(Records from a dataset)
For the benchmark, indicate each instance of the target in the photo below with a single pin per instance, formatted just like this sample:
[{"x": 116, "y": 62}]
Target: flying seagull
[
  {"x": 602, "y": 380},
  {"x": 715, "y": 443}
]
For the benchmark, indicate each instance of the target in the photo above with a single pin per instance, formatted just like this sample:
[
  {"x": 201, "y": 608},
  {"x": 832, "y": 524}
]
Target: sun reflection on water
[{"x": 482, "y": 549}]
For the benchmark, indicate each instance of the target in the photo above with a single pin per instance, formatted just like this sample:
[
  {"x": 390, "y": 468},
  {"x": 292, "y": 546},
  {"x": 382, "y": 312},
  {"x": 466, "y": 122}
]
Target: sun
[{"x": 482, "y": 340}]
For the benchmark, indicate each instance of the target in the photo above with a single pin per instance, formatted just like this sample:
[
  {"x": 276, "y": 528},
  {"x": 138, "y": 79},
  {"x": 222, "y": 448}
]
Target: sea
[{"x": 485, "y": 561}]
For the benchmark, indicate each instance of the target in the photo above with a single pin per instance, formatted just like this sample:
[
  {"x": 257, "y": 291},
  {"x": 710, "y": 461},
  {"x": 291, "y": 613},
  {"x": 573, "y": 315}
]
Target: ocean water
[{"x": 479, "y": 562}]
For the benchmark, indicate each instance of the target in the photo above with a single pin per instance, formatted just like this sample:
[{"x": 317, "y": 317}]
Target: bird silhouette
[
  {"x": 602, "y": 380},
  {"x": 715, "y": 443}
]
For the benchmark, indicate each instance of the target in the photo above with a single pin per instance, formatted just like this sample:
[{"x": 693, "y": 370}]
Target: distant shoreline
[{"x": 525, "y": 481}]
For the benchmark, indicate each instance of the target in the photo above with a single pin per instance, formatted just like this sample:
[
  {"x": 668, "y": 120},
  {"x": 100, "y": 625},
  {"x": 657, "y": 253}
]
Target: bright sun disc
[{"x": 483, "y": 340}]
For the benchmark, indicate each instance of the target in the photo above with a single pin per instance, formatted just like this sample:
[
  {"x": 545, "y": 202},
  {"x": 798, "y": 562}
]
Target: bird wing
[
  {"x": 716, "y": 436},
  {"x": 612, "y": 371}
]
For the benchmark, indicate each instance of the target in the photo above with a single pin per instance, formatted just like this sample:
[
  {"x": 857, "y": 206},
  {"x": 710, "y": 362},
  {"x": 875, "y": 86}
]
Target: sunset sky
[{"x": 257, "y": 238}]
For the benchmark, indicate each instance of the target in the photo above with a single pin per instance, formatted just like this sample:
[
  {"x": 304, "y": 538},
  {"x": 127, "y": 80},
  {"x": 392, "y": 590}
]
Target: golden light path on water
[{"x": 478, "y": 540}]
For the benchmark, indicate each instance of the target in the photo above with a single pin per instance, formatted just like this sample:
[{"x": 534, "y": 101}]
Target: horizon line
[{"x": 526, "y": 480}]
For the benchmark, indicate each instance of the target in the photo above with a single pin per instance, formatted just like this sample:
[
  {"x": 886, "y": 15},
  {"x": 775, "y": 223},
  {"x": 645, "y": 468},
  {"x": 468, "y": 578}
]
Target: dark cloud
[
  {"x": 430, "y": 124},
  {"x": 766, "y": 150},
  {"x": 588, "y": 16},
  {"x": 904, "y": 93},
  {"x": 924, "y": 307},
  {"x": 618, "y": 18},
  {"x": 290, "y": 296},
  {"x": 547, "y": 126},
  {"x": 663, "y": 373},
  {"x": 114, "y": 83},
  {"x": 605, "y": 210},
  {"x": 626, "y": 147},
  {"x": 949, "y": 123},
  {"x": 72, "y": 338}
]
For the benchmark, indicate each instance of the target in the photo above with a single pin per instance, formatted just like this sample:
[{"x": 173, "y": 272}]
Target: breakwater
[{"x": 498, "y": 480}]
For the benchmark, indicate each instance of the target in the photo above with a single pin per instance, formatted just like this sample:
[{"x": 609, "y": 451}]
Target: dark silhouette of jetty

▸ Written instruction
Extract, word for word, each line of the listing above.

▸ Solution
For the benchmark, indicate each instance of the target in the photo below with a single pin per instance, formatted just like this sample:
[{"x": 116, "y": 62}]
Target: flying seagull
[
  {"x": 602, "y": 380},
  {"x": 715, "y": 443}
]
For the benchmark, indicate each instance of the target in the photo above with a single pin per instance, formatted just like this sample:
[
  {"x": 201, "y": 608},
  {"x": 832, "y": 524}
]
Target: sun reflection on water
[{"x": 482, "y": 549}]
For the benchmark, indicate each instance of the target in the photo above with a single pin per instance, formatted just like this sample:
[
  {"x": 390, "y": 468},
  {"x": 292, "y": 546},
  {"x": 382, "y": 312},
  {"x": 466, "y": 122}
]
Target: sun
[{"x": 482, "y": 340}]
For the benchmark, indicate each instance of the target in the photo above with a single pin per instance, formatted just like this sample:
[
  {"x": 276, "y": 528},
  {"x": 138, "y": 79},
  {"x": 222, "y": 448}
]
Target: sea
[{"x": 485, "y": 561}]
For the benchmark, indicate each instance of the target in the photo above with a single pin per instance, formatted just like this sample:
[
  {"x": 257, "y": 291},
  {"x": 710, "y": 461},
  {"x": 291, "y": 613},
  {"x": 573, "y": 315}
]
Target: ocean water
[{"x": 479, "y": 562}]
For the benchmark, indicate each instance of the target in the photo above with a single pin per instance, formatted just like this sample:
[{"x": 317, "y": 317}]
Target: bird silhouette
[
  {"x": 602, "y": 380},
  {"x": 715, "y": 443}
]
For the benchmark, indicate each instance of the target in the photo above with a single pin per instance, formatted just like this sample:
[{"x": 693, "y": 370}]
Target: distant shoreline
[{"x": 525, "y": 481}]
For the benchmark, indicate each instance of the target in the photo above with a single pin per instance, formatted just like this sample:
[
  {"x": 668, "y": 120},
  {"x": 100, "y": 625},
  {"x": 657, "y": 253}
]
Target: bright sun disc
[{"x": 483, "y": 340}]
For the benchmark, indicate each instance of the target in the photo above with a single pin per instance, formatted just like this sample:
[
  {"x": 545, "y": 202},
  {"x": 798, "y": 562}
]
Target: bird wing
[
  {"x": 716, "y": 436},
  {"x": 612, "y": 371}
]
For the benchmark, indicate each instance of the target in the photo above with a single pin per instance, formatted just like this sample:
[
  {"x": 857, "y": 206},
  {"x": 710, "y": 362},
  {"x": 875, "y": 86}
]
Target: sunset sky
[{"x": 257, "y": 238}]
For the benchmark, indicate each instance of the target in the photo above with a single pin per instance, formatted just like this sample:
[
  {"x": 304, "y": 538},
  {"x": 127, "y": 80},
  {"x": 392, "y": 590}
]
Target: golden light path on water
[{"x": 478, "y": 540}]
For the benchmark, indicate each instance of the target in the photo above with a single pin per instance, formatted just like this sample:
[{"x": 534, "y": 101}]
Target: horizon line
[{"x": 526, "y": 480}]
For the benchmark, indicate each instance of the target in the photo above with a single pin per instance, formatted just like this sample:
[
  {"x": 886, "y": 15},
  {"x": 775, "y": 223},
  {"x": 645, "y": 468},
  {"x": 468, "y": 578}
]
Target: dark cloud
[
  {"x": 430, "y": 124},
  {"x": 766, "y": 150},
  {"x": 588, "y": 16},
  {"x": 904, "y": 93},
  {"x": 924, "y": 307},
  {"x": 618, "y": 18},
  {"x": 290, "y": 296},
  {"x": 547, "y": 126},
  {"x": 663, "y": 373},
  {"x": 114, "y": 83},
  {"x": 605, "y": 210},
  {"x": 626, "y": 147},
  {"x": 949, "y": 123},
  {"x": 72, "y": 338}
]
For the benchmark, indicate each instance of the target in the photo above with a single pin per instance, formatted just like this sample:
[{"x": 173, "y": 272}]
Target: breakwater
[{"x": 498, "y": 480}]
For the benchmark, indicate each instance of the target in the photo above with a single pin per instance, formatted just like this sample:
[{"x": 609, "y": 451}]
Target: dark silhouette of jetty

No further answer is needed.